▸ **TASK TO COMPLETE**: Could you retype, exactly as written, every line from the top of the records through the line that contains "written as (10,108)."?

*** EXERCISE INPUTS ***

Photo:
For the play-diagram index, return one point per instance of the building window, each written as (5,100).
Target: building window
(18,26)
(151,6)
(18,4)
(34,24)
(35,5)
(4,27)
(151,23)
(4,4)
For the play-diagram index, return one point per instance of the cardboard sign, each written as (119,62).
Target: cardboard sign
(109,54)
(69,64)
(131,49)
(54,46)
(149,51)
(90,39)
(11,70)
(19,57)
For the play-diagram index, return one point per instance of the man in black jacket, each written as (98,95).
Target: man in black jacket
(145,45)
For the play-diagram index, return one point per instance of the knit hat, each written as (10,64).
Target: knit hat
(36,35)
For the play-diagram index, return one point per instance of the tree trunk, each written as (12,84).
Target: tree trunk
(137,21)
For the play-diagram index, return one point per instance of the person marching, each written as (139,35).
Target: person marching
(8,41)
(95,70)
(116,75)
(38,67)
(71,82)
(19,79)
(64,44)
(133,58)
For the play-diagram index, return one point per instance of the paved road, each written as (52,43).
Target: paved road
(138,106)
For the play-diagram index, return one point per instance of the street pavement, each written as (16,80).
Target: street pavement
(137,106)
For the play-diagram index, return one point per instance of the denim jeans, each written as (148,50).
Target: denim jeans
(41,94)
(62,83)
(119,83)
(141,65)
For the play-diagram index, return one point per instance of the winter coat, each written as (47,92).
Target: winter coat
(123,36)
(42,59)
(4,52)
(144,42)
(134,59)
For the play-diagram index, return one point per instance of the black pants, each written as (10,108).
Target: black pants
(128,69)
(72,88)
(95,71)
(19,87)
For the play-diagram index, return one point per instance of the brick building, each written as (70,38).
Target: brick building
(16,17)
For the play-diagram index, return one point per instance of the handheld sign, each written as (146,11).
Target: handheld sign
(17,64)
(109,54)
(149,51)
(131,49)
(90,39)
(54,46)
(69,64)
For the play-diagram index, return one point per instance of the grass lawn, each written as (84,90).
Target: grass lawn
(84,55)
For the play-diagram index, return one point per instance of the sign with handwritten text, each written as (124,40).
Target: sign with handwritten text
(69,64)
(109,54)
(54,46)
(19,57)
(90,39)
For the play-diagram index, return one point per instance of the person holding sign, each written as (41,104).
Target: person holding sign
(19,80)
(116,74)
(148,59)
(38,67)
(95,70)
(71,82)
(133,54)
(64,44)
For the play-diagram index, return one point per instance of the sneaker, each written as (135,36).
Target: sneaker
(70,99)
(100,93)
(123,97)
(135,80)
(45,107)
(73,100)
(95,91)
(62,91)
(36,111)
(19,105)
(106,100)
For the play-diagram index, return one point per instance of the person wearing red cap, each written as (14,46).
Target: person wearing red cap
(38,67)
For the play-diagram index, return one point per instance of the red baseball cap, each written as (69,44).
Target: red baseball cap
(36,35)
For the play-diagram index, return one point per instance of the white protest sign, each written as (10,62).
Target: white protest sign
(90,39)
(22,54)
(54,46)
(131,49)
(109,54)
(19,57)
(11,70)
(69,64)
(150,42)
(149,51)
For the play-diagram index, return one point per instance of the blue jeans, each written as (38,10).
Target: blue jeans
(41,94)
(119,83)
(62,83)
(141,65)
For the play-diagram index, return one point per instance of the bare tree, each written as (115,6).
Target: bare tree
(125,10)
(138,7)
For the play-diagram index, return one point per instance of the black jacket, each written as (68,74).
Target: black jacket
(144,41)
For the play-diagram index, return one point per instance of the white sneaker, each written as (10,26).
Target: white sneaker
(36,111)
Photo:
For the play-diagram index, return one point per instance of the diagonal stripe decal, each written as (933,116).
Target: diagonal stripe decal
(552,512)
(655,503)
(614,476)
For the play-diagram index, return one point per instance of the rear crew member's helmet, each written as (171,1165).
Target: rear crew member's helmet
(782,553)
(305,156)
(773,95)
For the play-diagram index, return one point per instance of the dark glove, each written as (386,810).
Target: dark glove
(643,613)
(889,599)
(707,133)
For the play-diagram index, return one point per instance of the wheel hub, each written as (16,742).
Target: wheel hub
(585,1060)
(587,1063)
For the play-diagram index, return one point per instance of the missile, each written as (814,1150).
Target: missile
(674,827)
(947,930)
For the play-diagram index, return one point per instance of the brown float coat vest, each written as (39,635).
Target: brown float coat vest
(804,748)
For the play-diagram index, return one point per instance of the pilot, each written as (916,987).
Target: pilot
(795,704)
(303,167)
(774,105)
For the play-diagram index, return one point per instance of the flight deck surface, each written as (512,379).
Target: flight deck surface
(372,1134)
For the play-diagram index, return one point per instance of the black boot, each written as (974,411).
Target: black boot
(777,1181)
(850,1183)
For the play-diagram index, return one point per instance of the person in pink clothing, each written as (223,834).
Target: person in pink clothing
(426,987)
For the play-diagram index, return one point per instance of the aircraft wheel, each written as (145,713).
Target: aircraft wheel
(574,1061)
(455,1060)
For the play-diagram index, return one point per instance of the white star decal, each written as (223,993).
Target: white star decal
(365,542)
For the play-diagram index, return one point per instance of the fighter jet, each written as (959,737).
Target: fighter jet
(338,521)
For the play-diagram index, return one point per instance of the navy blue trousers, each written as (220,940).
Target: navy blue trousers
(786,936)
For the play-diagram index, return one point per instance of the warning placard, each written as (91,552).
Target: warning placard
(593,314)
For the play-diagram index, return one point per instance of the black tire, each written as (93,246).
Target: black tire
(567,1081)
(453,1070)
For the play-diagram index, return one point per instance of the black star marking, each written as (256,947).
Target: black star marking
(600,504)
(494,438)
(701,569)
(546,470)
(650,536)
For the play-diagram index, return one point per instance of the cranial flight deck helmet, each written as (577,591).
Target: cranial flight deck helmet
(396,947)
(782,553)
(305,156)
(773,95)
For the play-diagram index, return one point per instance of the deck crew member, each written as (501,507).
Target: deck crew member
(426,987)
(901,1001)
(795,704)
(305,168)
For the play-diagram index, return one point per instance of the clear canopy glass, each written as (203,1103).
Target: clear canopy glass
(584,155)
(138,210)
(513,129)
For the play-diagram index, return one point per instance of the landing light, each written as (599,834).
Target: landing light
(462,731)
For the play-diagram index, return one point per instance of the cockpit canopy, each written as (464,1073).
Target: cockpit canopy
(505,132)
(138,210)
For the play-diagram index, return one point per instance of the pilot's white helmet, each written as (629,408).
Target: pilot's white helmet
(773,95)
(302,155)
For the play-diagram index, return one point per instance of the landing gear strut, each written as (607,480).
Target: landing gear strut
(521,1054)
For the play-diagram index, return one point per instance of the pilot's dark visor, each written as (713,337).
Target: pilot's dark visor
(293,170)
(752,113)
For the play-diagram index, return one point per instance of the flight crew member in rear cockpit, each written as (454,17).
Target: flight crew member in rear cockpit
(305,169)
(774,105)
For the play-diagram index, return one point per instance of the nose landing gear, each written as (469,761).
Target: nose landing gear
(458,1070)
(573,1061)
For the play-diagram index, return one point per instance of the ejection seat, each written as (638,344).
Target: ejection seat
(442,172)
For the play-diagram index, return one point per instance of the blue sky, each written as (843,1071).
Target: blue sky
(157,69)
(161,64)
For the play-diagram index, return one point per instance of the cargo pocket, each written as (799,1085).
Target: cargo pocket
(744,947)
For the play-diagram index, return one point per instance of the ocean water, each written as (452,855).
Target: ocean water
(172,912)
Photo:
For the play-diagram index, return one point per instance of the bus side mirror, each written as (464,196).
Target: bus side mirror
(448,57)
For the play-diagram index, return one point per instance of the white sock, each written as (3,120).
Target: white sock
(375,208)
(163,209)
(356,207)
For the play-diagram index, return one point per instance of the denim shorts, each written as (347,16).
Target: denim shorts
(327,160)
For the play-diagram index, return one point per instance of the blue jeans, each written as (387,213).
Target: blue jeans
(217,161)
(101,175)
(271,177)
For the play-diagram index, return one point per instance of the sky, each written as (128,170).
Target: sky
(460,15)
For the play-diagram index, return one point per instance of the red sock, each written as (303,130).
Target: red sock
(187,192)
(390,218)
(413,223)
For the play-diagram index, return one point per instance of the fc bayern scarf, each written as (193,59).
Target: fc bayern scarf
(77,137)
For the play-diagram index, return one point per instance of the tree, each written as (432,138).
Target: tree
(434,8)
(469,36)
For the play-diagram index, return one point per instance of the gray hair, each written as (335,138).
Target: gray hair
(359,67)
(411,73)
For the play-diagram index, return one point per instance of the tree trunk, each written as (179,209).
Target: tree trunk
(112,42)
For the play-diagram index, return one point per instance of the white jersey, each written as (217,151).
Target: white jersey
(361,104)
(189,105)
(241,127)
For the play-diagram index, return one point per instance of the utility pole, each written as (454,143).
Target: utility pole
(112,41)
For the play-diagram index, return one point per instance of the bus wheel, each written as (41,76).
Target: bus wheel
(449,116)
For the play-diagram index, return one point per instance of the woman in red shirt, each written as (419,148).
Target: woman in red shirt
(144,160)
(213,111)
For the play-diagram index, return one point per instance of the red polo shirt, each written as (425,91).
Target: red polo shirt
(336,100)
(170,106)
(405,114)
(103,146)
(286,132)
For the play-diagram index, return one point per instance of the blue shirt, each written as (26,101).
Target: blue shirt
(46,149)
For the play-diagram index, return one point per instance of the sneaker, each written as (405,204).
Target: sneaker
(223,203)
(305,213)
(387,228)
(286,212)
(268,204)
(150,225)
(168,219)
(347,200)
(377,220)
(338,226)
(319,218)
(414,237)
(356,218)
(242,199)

*** End of EXERCISE INPUTS ***

▸ **SOLUTION**:
Photo:
For the play-diagram index, return one point per instance of the building window, each written as (5,100).
Target: building window
(18,26)
(151,6)
(18,4)
(34,24)
(35,5)
(4,27)
(151,23)
(4,4)
For the play-diagram index, return one point per instance of the cardboard sign, each written as (119,62).
Target: cardboard sign
(109,54)
(69,64)
(131,49)
(54,46)
(149,51)
(90,39)
(11,70)
(19,57)
For the play-diagram index, return one point per instance of the man in black jacket, each written as (98,95).
Target: man in black jacket
(145,45)
For the play-diagram index, return one point per instance of the knit hat, each written as (10,64).
Target: knit hat
(36,35)
For the play-diagram index, return one point per instance of the tree trunk, each written as (12,84).
Target: tree trunk
(137,21)
For the play-diagram index, return one point per instance of the person marching, each written as (139,35).
Target: person marching
(8,41)
(95,70)
(116,75)
(38,67)
(71,82)
(19,79)
(64,44)
(133,58)
For the play-diagram index, return one point per instance of the paved road, each written as (52,43).
Target: paved road
(138,106)
For the play-diagram index, return one point per instance of the street pavement, each written as (16,80).
Target: street pavement
(137,106)
For the play-diagram index, return one point per instance of the denim jeans, each written as (148,50).
Target: denim jeans
(41,94)
(62,83)
(119,83)
(141,65)
For the play-diagram index, return one point per instance of the winter coat, each written as (47,92).
Target: winter coat
(123,36)
(42,59)
(4,52)
(144,42)
(134,59)
For the play-diagram index, return one point per instance of the black pants, each written as (10,108).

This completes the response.